* BEGIN *

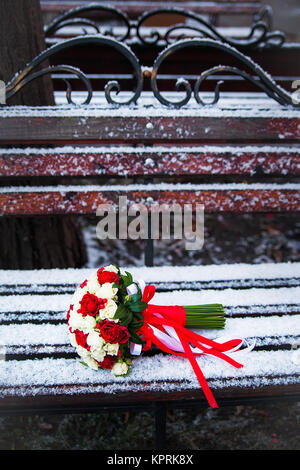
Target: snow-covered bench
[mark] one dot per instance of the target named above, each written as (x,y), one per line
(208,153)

* END *
* BEGIN *

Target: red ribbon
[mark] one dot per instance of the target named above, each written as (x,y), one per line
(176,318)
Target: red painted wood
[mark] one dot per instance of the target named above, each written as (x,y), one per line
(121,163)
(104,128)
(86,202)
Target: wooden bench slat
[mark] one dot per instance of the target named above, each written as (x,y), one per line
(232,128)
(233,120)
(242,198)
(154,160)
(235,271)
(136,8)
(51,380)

* END *

Show every line in the rows above that contains the word "bench", copying each line in full.

Target: snow-covered bench
Target: wooden bench slat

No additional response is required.